Look through the entries below and say how many lines contain the string "canopy". Give the number only.

-- EXERCISE DATA follows --

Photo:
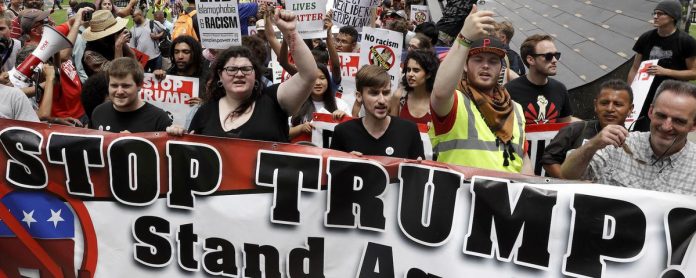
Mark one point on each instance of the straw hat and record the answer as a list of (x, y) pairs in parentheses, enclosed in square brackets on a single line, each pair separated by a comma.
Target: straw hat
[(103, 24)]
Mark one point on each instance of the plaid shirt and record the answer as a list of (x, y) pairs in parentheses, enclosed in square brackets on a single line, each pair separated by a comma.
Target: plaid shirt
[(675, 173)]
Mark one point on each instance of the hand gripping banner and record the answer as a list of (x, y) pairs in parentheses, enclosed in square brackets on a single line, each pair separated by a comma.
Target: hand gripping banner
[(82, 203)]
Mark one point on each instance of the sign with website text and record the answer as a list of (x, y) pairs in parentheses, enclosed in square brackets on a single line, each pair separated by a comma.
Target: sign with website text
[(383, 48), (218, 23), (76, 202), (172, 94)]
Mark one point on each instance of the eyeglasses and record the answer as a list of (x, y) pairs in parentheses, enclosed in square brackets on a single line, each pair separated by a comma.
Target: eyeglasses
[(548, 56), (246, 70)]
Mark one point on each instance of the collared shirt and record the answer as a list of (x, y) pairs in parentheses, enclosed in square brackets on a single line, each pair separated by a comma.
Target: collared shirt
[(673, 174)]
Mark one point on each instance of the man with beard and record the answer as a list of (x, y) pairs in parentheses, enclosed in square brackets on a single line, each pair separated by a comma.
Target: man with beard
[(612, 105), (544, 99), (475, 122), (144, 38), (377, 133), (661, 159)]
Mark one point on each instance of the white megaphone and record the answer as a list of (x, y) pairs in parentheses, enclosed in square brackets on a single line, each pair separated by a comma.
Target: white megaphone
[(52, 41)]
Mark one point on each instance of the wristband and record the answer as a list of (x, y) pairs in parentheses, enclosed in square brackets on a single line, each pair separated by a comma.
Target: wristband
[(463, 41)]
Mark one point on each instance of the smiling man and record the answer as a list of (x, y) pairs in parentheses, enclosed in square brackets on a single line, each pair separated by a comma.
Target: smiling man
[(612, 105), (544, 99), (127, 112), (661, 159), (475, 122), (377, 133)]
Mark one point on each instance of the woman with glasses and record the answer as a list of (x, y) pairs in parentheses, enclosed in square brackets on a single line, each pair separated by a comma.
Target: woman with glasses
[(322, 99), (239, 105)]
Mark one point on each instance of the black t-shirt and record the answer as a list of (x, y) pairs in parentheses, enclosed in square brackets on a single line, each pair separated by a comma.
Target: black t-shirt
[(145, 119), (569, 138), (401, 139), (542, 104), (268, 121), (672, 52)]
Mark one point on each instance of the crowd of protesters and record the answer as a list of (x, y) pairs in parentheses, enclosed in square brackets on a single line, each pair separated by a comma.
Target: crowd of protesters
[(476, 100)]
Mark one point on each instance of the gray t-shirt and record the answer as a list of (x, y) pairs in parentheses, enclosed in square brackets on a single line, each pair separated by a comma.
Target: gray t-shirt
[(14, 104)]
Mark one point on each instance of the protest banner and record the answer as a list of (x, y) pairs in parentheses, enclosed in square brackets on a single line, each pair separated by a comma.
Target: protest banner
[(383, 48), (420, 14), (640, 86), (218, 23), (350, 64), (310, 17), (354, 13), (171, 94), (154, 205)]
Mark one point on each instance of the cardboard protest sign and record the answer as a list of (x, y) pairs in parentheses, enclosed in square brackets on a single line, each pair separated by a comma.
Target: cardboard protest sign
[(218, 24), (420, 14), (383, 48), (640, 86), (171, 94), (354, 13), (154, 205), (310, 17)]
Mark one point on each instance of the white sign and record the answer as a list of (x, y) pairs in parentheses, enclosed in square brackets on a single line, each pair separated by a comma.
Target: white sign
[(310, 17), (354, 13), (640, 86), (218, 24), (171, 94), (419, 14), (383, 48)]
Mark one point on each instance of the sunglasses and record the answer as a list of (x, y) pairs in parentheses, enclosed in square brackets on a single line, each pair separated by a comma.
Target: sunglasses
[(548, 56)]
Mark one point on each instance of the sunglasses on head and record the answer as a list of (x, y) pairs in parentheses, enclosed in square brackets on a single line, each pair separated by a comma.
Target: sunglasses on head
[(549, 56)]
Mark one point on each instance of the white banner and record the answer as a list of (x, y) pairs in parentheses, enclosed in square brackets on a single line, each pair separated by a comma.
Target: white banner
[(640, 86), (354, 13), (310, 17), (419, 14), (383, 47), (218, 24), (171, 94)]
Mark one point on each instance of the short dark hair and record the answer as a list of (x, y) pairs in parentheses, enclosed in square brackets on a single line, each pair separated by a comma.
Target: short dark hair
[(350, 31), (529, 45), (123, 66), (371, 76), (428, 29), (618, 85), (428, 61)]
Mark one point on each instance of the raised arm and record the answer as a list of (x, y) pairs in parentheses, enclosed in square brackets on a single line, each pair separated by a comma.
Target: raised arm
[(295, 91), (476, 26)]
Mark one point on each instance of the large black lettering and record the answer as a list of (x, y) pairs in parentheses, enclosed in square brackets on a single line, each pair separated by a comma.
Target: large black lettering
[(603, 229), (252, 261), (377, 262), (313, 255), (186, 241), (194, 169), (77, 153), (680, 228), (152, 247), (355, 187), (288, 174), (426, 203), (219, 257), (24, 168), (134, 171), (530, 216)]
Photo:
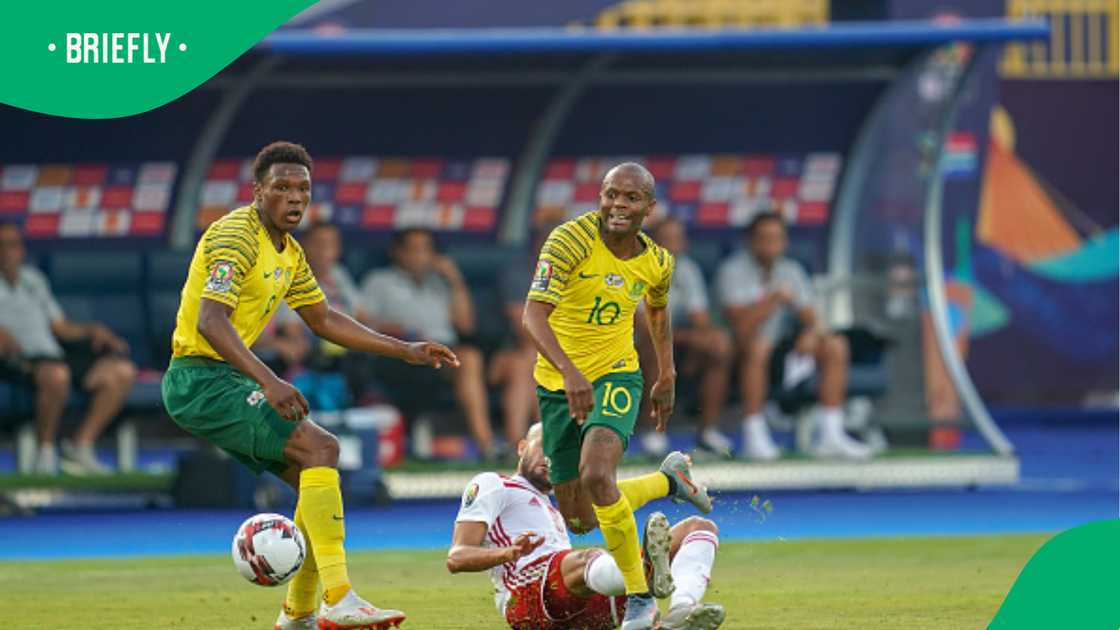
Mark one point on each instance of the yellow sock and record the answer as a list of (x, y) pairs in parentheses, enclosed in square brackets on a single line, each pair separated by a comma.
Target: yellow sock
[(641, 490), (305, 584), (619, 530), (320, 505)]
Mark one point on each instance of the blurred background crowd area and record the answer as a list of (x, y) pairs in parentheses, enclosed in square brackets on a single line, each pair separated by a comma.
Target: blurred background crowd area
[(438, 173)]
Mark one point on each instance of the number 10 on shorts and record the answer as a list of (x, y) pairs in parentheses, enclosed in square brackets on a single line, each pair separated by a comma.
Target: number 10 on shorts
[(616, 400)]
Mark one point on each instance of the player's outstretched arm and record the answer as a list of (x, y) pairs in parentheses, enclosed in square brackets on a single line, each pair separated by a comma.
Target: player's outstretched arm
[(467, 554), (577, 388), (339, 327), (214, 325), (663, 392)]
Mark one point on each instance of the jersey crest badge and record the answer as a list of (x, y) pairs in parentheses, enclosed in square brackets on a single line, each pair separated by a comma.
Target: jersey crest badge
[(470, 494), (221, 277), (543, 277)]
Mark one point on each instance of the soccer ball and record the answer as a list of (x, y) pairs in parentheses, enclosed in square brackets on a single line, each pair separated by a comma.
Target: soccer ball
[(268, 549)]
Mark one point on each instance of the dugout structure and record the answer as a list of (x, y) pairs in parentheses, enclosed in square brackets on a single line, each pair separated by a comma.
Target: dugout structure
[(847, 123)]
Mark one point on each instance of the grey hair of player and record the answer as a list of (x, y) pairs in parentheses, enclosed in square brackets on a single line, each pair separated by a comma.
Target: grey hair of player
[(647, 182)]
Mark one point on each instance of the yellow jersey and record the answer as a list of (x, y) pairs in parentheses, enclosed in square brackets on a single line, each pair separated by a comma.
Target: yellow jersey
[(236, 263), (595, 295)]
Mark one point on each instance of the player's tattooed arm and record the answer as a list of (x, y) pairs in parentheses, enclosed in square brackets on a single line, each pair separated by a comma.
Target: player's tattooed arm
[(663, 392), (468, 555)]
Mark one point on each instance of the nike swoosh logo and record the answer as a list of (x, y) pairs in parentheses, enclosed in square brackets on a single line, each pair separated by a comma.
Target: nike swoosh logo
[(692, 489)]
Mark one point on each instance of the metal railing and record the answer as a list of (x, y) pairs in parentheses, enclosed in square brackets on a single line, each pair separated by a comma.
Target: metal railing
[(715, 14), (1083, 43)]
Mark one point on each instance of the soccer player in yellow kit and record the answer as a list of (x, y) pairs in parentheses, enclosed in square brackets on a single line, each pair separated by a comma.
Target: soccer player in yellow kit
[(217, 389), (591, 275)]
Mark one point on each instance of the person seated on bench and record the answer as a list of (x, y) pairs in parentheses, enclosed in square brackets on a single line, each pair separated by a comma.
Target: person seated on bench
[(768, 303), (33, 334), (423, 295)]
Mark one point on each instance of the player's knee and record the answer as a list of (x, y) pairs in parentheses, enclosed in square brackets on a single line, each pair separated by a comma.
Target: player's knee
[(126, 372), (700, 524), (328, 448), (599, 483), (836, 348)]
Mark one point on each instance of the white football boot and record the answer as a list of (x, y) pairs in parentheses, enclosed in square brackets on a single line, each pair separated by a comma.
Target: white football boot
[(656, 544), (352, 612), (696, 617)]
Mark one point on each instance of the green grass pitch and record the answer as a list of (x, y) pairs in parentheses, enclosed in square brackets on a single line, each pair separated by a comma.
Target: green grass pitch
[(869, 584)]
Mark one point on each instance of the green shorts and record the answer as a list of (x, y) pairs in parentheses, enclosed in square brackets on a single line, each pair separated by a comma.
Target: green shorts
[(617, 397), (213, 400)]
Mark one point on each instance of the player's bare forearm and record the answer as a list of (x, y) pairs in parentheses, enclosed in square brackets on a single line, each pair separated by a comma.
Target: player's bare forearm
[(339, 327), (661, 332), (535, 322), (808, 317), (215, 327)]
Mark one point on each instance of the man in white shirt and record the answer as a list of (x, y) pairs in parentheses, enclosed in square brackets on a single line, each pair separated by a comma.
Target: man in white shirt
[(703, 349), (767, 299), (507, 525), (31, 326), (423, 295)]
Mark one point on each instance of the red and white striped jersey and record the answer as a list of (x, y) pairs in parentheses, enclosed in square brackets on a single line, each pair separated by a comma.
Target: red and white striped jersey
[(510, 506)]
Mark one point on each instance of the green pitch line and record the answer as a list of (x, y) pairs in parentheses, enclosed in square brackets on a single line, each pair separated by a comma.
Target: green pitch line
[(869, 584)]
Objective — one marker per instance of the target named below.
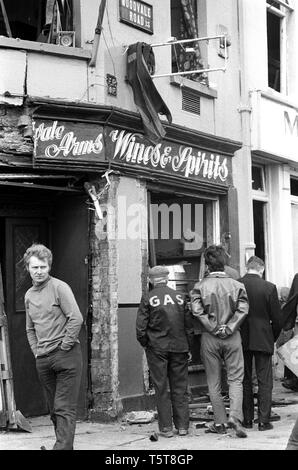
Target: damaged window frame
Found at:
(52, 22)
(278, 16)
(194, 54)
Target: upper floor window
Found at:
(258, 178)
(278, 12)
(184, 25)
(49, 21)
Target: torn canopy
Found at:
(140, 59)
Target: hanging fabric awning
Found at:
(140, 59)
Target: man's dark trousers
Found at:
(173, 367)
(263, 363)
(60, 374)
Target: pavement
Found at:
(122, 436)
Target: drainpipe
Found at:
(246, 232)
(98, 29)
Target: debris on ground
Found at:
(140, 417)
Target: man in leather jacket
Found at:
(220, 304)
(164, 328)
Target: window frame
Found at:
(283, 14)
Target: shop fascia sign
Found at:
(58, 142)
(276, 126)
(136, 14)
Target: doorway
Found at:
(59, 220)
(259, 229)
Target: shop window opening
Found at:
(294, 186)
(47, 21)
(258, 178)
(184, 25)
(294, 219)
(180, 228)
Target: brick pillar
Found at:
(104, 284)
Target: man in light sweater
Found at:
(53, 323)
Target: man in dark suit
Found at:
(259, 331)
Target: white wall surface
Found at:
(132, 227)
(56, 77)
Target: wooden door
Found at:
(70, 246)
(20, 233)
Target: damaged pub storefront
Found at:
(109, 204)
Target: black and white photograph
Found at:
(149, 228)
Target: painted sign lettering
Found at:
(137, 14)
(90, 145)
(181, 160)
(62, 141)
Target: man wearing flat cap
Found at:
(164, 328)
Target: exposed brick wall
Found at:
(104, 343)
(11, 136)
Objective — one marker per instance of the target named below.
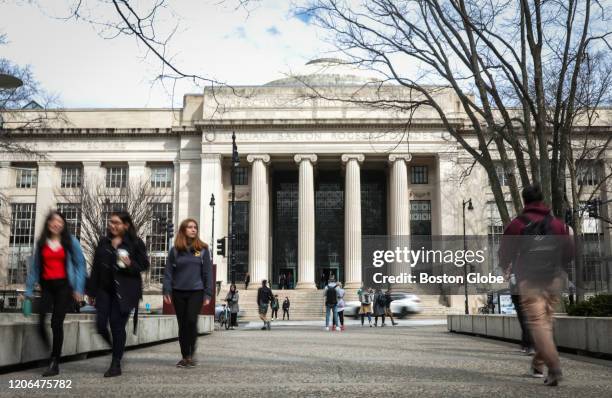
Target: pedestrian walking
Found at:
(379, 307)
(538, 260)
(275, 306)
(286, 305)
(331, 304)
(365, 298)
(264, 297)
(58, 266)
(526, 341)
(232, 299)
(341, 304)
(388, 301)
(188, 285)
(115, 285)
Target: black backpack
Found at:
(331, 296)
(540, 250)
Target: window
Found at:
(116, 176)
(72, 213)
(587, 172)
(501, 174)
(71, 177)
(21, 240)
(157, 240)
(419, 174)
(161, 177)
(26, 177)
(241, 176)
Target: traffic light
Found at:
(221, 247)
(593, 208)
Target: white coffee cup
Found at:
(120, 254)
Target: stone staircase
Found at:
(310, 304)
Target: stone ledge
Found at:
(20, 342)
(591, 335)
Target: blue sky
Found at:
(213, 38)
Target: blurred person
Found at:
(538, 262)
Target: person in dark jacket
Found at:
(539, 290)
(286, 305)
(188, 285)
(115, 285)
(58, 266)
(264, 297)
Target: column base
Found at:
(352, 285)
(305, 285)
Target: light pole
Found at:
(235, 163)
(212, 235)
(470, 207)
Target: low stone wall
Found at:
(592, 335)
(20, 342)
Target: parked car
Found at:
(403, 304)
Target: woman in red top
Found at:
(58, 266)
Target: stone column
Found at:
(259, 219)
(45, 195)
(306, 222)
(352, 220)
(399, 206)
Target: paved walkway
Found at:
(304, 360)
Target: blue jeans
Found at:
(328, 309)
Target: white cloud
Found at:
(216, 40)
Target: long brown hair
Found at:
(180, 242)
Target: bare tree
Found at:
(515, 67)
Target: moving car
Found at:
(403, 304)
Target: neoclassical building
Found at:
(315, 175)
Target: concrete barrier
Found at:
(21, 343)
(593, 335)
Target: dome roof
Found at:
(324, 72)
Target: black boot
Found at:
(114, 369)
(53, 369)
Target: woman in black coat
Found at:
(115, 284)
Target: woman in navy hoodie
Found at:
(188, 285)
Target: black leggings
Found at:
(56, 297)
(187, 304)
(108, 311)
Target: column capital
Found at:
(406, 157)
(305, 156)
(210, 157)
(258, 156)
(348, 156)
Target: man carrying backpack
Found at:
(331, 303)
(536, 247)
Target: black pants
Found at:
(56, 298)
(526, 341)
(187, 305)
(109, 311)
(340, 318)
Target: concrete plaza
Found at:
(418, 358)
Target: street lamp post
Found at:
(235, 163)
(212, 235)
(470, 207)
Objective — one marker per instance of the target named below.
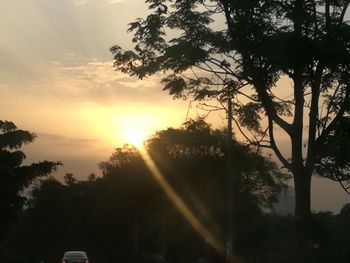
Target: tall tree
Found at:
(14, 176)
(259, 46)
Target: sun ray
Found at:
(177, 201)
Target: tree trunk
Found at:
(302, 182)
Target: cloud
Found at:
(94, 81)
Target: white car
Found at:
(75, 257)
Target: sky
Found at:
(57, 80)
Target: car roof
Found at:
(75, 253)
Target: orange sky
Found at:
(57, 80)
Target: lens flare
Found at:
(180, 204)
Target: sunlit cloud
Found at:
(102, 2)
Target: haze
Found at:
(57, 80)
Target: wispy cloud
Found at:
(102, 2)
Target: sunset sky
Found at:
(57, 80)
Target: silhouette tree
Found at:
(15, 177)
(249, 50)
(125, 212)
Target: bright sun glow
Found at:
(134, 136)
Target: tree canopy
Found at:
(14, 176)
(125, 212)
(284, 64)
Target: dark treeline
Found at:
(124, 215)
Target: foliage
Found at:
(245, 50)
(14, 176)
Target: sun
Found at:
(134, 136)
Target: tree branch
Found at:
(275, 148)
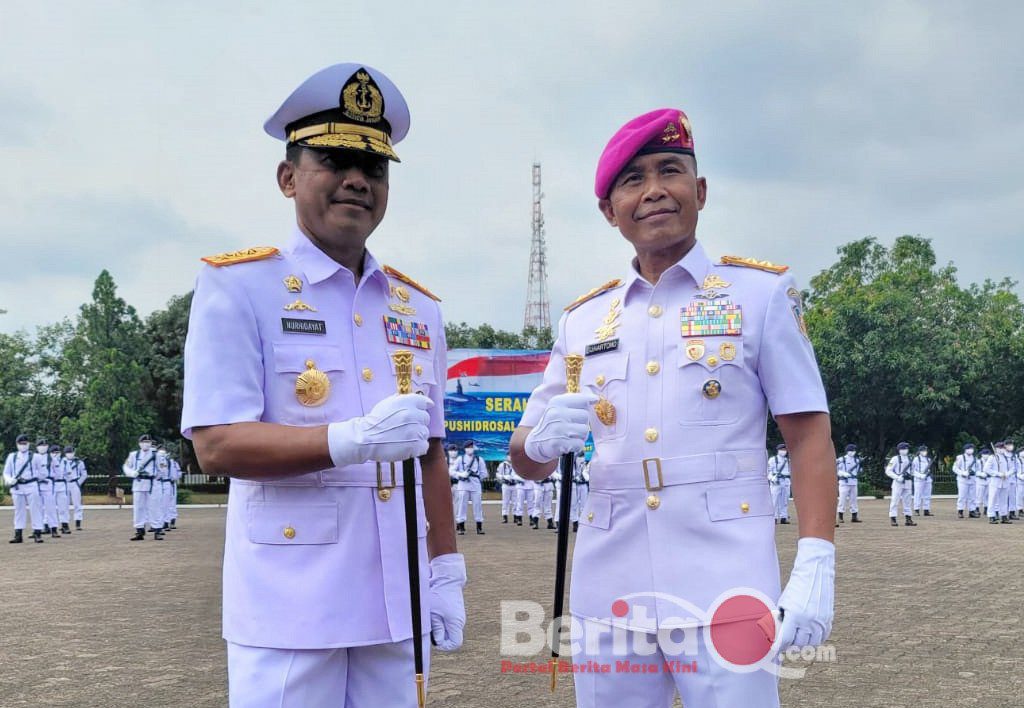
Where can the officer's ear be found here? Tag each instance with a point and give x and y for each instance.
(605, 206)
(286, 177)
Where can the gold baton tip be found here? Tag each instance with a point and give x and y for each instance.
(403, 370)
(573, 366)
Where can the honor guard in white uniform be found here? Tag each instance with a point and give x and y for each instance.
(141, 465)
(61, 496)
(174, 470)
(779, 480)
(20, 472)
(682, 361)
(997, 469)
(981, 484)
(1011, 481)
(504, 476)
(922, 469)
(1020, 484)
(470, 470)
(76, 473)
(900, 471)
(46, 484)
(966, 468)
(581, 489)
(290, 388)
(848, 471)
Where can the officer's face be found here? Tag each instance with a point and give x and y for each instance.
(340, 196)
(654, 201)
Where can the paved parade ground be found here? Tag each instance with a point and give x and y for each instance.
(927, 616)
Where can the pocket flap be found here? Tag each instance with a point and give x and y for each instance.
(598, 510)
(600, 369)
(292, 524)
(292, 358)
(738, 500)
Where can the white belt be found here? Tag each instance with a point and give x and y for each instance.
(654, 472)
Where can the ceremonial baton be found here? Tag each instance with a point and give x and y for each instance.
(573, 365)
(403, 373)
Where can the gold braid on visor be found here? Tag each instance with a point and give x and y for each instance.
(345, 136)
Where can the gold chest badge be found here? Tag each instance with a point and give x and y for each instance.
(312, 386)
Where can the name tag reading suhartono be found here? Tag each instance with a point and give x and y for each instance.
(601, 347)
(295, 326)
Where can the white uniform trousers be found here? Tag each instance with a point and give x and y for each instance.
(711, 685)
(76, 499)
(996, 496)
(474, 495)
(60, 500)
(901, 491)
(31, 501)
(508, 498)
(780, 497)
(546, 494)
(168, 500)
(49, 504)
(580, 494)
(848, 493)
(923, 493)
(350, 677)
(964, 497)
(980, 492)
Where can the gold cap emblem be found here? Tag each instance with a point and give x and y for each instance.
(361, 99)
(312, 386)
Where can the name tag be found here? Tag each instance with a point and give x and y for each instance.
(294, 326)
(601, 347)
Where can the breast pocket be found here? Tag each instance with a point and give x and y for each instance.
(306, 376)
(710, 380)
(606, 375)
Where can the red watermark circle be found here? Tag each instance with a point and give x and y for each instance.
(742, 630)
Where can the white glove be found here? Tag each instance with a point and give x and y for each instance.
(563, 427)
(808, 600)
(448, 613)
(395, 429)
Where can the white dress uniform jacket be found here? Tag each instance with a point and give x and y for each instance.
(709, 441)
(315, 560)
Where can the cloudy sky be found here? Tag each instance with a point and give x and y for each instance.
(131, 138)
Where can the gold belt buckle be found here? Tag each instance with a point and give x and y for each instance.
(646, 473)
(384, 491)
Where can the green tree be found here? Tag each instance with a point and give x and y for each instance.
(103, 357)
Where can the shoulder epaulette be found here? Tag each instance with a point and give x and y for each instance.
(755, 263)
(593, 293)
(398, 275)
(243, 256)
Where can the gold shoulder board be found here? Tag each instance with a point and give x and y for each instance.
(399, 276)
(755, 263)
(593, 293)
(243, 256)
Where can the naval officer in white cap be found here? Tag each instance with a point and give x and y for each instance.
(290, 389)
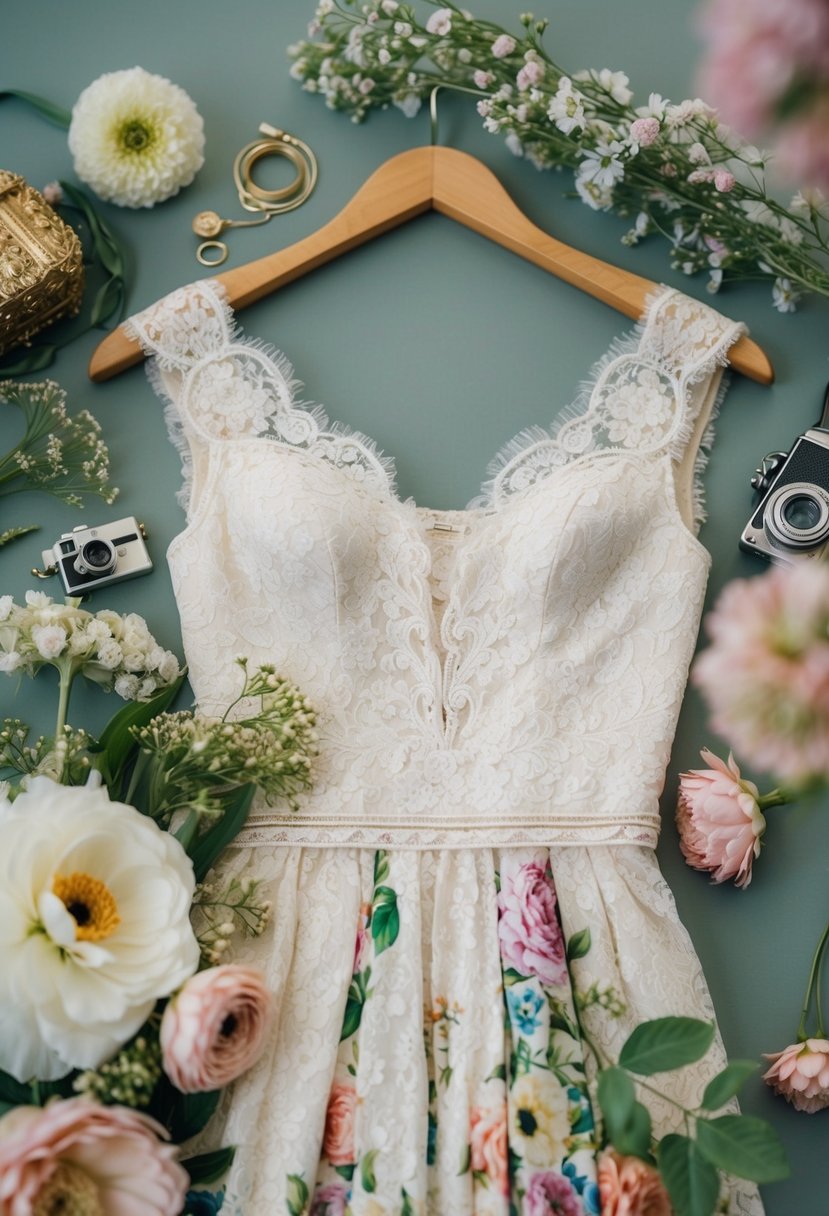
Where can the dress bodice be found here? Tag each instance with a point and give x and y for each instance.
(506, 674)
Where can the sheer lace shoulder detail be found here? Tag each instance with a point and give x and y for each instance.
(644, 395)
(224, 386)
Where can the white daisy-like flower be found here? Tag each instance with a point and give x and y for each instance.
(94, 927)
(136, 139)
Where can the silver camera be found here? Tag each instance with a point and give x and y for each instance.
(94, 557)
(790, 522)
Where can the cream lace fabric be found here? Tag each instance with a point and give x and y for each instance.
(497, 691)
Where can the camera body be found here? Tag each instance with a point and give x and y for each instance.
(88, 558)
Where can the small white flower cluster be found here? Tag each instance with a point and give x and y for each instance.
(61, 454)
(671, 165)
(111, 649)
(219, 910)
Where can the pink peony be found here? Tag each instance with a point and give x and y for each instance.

-- EXERCISE DATA concluded --

* [RESPONSE] 2